Will Fatah choose reconciliation or collaboration?

Raja Abdulhaq, The Electronic Intifada, 26 October 2010

Clashes between the main Palestinian movements Hamas and Fatah date back to the late 1980s when Hamas was officially founded and the early 1990s when Fatah took control of the Palestinian Authority, newly established under the 1993 Oslo accords.

In the wake of the first Palestinian intifada, there were confrontations between Hamas and Fatah supporters over the leadership of the intifada. Fatah refused to admit that a new Islamic movement was rising from within the occupied West Bank and Gaza Strip and taking part in leading the struggle, which Fatah had been leading for decades from neighboring countries. After Fatah was forced to leave Jordan and Lebanon, it recognized that the next stage of the Palestinian struggle would take place inside the occupied West Bank and Gaza Strip and therefore tried to diminish Hamas’s influence in the area.

Hamas’s attacks against Israeli soldiers escalated in response to the Oslo accords and its terms, which in Hamas’s opinion was biased in Israel’s favor and abandoned basic Palestinian rights. It is worth noting that Hamas initiated its first suicide bomb attack against Israeli civilians just weeks after Israeli settler Baruch Goldstein massacred dozens of Palestinians praying in Hebron’s Ibrahimi Mosque on 25 February 1994. Since then, Hamas has continuously offered Israel to come to an agreement to avoid civilian deaths on both sides, but Israel has always refused.

The main dispute between Hamas and Fatah is the result of what is known in the Oslo accords as “security coordination” between the Palestinian Authority and Israel. Article XV of the 1995 Israeli-Palestinian Interim Agreement states: “Both sides shall take all measures necessary in order to prevent acts of terrorism, crime and hostilities directed against each other, against individuals falling under the other’s authority and against their property and shall take legal measures against offenders.”

**Given instruction 1:**
Answer each question from the article on Hamas and Fatah:
(a) When was Hamas officially founded?
(b) Which agreement contains the Article XV that the article quotes?
(c) On what date did the massacre at Hebron's Ibrahimi Mosque take place?
**Given instruction 2:** Repeat the passage of the article on Hamas and Fatah that begins at the words "Hamas’s attacks against" and stops after "has always refused.".
These rows have no connection to the article on Hamas and Fatah.

Rows of box annotation data
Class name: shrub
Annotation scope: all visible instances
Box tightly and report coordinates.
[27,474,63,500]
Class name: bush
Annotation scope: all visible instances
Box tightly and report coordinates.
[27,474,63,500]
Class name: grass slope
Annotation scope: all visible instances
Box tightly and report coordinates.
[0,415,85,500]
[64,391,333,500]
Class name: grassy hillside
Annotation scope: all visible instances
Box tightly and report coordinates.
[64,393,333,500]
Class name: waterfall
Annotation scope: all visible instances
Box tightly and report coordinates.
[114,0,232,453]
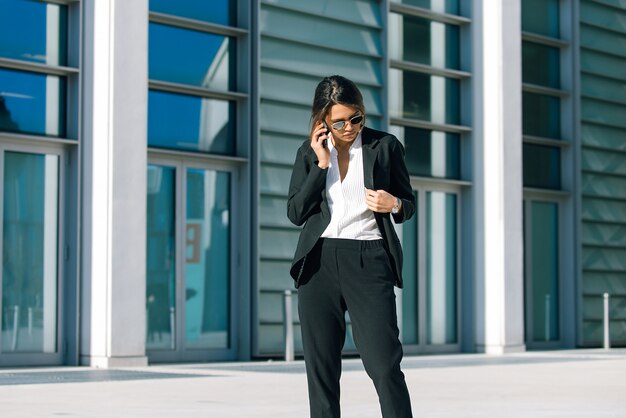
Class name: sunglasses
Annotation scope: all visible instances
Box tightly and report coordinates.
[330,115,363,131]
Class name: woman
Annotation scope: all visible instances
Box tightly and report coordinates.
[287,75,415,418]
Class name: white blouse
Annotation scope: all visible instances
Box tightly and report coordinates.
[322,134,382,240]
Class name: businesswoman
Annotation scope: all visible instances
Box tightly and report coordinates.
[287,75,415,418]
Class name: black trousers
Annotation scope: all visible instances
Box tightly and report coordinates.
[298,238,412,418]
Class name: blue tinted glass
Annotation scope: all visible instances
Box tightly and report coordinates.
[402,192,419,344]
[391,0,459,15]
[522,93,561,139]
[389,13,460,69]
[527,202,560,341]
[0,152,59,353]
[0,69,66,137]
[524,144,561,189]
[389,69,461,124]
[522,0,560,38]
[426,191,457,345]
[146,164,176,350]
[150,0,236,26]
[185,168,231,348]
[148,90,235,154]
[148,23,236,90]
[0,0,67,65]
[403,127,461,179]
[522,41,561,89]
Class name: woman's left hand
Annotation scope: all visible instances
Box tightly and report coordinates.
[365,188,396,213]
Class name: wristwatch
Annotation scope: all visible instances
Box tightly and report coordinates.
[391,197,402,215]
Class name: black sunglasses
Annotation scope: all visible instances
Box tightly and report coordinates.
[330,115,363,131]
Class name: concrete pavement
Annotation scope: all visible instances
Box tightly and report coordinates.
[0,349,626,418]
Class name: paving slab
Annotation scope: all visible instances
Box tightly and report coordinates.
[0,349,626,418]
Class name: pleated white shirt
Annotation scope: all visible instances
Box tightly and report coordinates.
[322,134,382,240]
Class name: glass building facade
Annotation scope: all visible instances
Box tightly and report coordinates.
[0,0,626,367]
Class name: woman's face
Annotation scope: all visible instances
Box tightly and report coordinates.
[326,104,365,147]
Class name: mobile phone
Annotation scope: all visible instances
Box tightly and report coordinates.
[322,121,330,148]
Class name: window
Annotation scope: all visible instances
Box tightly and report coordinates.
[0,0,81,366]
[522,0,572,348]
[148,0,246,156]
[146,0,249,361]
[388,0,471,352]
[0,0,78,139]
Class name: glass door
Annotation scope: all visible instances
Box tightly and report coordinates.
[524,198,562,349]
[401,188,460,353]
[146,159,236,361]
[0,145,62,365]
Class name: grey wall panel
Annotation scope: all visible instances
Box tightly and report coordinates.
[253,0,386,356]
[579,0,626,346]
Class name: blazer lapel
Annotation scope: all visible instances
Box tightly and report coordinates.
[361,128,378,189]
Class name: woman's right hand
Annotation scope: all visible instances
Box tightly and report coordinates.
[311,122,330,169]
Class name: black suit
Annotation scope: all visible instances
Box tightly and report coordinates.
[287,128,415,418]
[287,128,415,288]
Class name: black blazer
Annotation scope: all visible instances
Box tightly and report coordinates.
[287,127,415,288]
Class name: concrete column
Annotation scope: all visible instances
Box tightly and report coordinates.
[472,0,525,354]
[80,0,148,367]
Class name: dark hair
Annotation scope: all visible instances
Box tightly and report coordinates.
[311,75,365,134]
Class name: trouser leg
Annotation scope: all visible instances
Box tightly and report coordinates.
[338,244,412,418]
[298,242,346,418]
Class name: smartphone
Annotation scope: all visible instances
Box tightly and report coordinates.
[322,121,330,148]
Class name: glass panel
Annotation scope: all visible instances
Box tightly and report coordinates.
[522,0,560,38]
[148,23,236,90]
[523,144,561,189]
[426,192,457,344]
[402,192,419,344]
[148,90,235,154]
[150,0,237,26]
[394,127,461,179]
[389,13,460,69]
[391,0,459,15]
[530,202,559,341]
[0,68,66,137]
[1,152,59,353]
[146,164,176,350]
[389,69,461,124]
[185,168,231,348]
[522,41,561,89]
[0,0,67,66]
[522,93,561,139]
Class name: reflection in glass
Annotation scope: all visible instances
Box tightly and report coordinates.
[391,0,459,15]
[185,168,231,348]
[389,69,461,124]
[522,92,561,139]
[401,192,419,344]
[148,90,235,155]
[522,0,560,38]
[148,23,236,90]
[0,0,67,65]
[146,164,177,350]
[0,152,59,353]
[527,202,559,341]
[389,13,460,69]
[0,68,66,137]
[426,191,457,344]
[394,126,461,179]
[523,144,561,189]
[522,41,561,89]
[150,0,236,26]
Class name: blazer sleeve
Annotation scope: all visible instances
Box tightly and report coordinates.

**Expected answer 1:**
(a) In the late 1980s.
(b) The 1995 Israeli-Palestinian Interim Agreement.
(c) 25 February 1994.

**Expected answer 2:**
Hamas’s attacks against Israeli soldiers escalated in response to the Oslo accords and its terms, which in Hamas’s opinion was biased in Israel’s favor and abandoned basic Palestinian rights. It is worth noting that Hamas initiated its first suicide bomb attack against Israeli civilians just weeks after Israeli settler Baruch Goldstein massacred dozens of Palestinians praying in Hebron’s Ibrahimi Mosque on 25 February 1994. Since then, Hamas has continuously offered Israel to come to an agreement to avoid civilian deaths on both sides, but Israel has always refused.